- EXERCISE AIM
Quote the rows below word for word, starting with the line that contains "Mark each instance of the thin" and continuing through the final row.

- SUPPLIED INFORMATION
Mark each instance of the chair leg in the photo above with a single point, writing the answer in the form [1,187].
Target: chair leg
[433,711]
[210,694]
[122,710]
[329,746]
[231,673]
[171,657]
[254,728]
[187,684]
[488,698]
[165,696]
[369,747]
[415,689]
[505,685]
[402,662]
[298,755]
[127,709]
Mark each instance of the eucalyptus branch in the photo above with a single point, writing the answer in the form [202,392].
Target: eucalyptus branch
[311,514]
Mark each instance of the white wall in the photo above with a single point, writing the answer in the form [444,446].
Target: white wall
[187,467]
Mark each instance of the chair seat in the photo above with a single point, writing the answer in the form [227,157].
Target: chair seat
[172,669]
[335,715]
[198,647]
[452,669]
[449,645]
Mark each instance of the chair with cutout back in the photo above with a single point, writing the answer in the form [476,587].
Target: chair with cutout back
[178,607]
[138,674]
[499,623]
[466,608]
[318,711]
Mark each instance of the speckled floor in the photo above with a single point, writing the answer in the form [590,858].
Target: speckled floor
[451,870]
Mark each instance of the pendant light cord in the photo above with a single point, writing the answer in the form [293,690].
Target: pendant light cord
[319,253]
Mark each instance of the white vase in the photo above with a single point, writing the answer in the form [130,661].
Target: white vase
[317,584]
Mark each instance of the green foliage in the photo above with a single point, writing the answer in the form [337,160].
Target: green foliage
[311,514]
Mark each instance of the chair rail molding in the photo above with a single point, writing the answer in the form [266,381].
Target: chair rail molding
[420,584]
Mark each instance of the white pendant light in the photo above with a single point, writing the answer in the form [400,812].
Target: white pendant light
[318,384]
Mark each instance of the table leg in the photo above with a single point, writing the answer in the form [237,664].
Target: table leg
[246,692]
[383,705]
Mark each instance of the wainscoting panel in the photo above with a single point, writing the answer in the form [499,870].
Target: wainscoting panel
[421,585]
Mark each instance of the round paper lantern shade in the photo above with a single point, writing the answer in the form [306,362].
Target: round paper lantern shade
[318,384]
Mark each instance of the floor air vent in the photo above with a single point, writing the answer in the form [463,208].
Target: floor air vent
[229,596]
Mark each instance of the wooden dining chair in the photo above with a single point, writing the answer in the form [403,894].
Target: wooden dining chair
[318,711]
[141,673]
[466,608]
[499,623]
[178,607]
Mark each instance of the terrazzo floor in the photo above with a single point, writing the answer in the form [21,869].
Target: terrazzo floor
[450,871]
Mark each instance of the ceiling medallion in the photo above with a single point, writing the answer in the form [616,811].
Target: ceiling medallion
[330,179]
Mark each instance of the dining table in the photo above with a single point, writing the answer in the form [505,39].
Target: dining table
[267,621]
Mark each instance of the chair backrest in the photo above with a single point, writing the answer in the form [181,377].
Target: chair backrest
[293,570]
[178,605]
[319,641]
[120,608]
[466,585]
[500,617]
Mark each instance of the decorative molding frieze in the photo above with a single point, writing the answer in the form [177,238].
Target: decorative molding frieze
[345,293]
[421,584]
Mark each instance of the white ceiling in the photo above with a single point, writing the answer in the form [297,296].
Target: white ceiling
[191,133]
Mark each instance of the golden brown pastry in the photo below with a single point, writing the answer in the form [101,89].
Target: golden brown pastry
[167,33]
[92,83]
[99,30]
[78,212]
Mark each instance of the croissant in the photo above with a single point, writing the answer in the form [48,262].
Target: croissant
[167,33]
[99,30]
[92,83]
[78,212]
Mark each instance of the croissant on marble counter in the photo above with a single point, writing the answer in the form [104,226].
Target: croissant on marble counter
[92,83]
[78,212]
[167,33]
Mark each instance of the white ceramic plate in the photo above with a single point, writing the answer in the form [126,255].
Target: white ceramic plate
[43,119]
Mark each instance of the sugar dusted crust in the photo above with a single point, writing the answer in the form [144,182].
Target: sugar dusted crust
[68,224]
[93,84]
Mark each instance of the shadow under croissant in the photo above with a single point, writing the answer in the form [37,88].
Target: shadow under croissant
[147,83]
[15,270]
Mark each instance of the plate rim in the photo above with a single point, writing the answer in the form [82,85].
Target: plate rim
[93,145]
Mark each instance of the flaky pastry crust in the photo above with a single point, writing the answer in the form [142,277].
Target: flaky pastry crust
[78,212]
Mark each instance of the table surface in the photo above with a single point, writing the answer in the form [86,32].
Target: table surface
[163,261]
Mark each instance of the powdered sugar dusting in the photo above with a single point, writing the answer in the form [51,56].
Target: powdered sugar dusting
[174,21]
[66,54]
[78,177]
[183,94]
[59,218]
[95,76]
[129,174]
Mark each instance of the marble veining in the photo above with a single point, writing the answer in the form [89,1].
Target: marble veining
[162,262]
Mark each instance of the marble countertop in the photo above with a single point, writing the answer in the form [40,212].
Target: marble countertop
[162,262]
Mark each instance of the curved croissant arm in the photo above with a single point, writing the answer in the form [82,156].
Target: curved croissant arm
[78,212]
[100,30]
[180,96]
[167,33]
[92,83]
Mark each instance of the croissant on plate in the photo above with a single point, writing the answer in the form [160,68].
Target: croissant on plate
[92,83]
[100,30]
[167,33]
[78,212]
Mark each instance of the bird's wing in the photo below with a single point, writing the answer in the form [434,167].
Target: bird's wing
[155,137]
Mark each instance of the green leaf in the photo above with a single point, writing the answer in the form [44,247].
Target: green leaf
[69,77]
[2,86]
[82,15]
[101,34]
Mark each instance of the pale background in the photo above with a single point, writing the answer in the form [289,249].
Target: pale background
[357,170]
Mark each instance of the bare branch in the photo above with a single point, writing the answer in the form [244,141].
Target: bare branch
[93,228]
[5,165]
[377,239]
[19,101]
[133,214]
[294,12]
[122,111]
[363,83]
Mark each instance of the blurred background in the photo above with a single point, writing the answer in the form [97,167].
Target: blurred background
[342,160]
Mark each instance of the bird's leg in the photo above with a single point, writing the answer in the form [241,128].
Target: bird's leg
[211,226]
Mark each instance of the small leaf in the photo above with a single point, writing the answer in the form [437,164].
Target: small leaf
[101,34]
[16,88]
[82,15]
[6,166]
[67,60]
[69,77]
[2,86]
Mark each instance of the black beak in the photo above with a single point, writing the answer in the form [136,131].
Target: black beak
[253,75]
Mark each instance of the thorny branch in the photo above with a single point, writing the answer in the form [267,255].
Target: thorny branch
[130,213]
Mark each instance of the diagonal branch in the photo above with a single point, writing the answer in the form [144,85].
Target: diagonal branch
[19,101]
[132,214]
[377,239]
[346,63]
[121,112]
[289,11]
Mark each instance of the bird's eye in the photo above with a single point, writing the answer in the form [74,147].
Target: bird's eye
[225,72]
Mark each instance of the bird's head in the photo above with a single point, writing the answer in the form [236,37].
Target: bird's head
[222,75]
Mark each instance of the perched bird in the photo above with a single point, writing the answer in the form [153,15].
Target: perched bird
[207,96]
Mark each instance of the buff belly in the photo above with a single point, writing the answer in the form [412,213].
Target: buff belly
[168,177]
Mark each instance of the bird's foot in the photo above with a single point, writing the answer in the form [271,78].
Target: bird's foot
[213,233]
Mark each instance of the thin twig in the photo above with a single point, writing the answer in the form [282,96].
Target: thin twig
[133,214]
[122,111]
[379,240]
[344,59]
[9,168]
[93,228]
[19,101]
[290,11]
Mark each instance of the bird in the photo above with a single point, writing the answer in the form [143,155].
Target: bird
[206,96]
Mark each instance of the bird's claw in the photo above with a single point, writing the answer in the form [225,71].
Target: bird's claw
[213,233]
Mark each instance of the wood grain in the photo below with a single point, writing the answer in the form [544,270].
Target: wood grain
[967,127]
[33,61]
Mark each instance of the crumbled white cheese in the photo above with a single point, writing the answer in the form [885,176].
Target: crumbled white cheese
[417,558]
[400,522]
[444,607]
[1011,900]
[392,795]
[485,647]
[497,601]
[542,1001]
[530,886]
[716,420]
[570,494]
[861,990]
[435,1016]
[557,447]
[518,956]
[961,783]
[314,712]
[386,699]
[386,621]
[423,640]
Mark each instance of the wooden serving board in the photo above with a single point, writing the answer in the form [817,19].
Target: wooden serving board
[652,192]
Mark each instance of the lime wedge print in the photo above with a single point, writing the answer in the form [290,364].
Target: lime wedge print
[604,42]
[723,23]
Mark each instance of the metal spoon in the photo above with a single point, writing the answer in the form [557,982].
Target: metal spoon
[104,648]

- RESULT
Mark each instance of the thin twig in the photo above with a single point, writing the answer in the form [282,96].
Target: thin twig
[133,214]
[122,111]
[379,240]
[344,59]
[9,168]
[93,228]
[19,101]
[290,11]
Mark each instance of the bird in the photo above with a single point, writing the answer in the form [143,155].
Target: bird
[206,96]
Mark each instance of the bird's claw in the photo above with a single point, writing the answer in the form [225,71].
Target: bird's claw
[213,233]
Mark each instance of the wood grain in the photo below with a single point, writing the answer in the form [544,270].
Target: wood grain
[967,127]
[33,61]
Mark each instance of the crumbled white cheese in the photo above with a single point, writing the answer in the form [885,176].
Target: crumbled white cheese
[417,558]
[400,522]
[444,607]
[1011,900]
[392,795]
[485,647]
[497,601]
[542,1001]
[530,886]
[716,420]
[570,494]
[861,990]
[435,1016]
[557,447]
[518,956]
[961,783]
[314,712]
[386,699]
[386,621]
[423,640]
Mark each instance of the wooden serving board in the photo above with a single point, writing the answer in the form [817,19].
Target: wooden serving board
[652,192]
Mark each instance of the lime wedge print in the photo above with a single point, writing the answer in the form [290,364].
Target: lime wedge print
[604,42]
[723,23]
Mark each instance of the metal spoon in the photo above with a single point, writing the answer in the form [557,982].
Target: metal spoon
[104,648]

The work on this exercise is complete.